## Goal
Can you scale the entries from their start through the line containing "[[505, 228]]", both ends included, by copying the other lines unchanged and multiplying every x and y coordinate in the answers by 0.65, rounded to whole numbers with halves going up? Give only those lines, and leave out the pictures.

## Data entries

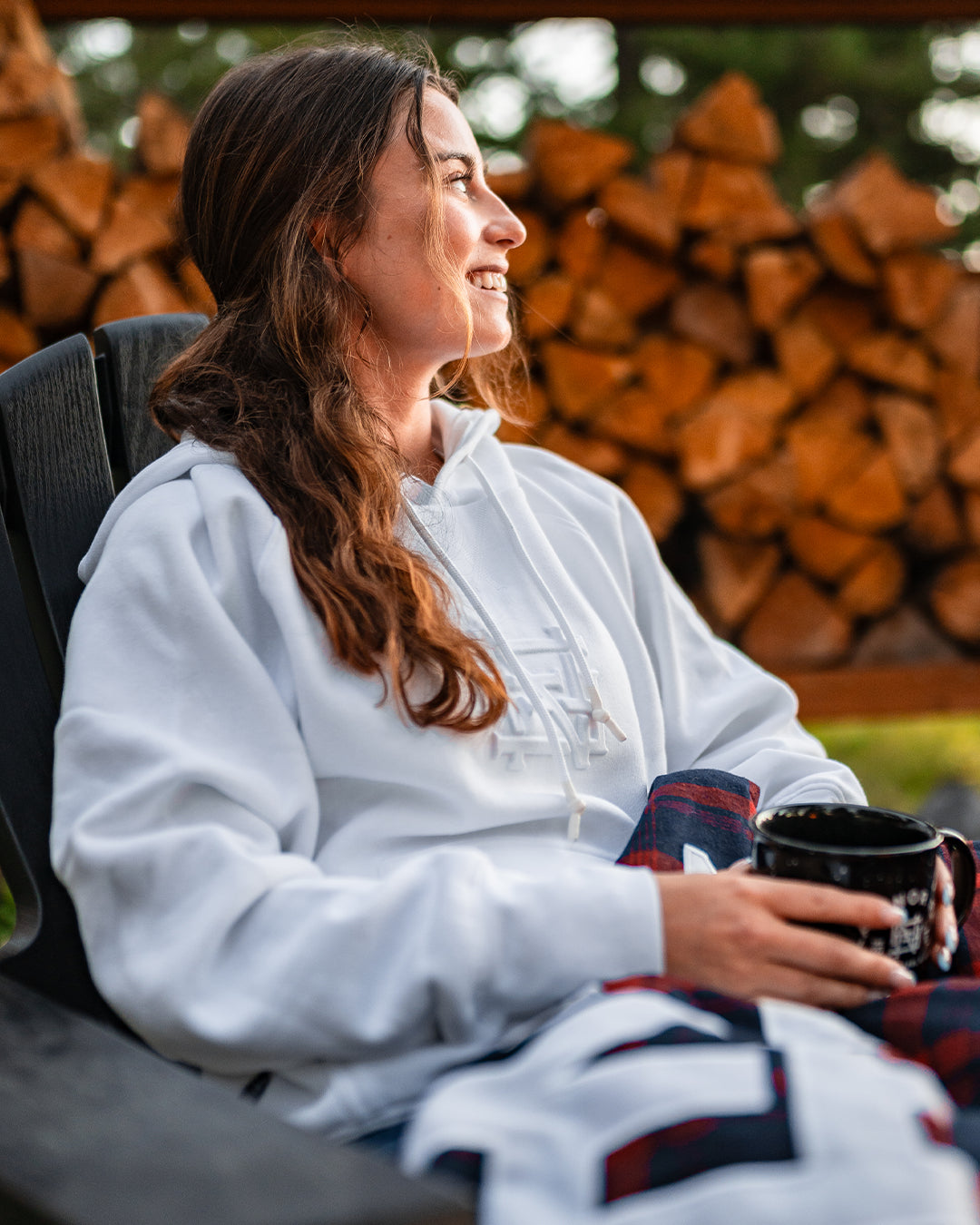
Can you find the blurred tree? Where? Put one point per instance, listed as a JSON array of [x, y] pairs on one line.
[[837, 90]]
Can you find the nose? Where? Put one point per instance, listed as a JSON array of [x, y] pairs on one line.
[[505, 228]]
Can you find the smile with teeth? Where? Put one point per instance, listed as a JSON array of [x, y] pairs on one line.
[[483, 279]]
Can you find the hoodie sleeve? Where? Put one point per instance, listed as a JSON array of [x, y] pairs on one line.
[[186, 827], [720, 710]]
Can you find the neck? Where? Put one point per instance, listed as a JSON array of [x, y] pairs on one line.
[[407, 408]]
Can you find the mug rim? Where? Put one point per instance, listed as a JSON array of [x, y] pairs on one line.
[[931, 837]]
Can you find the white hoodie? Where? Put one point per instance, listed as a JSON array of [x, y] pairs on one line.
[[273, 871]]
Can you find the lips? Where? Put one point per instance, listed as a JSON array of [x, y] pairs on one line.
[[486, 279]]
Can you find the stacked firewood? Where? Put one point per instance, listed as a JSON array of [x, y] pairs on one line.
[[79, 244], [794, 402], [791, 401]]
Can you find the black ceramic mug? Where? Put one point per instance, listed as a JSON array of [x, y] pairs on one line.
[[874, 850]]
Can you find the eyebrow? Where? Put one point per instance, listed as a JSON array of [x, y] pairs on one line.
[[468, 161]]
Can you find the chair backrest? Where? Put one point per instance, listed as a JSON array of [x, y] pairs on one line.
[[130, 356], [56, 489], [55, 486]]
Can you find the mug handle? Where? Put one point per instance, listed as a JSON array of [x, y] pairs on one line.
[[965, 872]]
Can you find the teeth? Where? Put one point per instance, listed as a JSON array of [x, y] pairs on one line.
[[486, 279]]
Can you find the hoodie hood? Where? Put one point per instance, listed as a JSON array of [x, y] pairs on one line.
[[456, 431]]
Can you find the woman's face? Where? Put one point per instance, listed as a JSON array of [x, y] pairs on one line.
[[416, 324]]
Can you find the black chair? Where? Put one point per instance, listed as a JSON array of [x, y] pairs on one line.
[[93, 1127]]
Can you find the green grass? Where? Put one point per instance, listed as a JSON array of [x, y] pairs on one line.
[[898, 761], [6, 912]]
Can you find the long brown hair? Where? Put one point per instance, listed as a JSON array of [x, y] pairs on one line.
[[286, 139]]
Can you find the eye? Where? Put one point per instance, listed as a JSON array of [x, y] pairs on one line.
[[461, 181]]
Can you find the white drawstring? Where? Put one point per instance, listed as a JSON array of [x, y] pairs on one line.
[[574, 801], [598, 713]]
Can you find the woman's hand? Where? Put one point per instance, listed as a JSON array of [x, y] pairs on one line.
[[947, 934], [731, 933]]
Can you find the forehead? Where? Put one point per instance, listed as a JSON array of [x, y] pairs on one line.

## Solution
Can you find the blurred tree? Where? Put one point per instance, listed as a JSON array of [x, y] pairs on one line.
[[544, 59]]
Can you find the nose? Where? Put one point per instance, listed as a JSON array of [x, y] pairs on one line.
[[328, 148]]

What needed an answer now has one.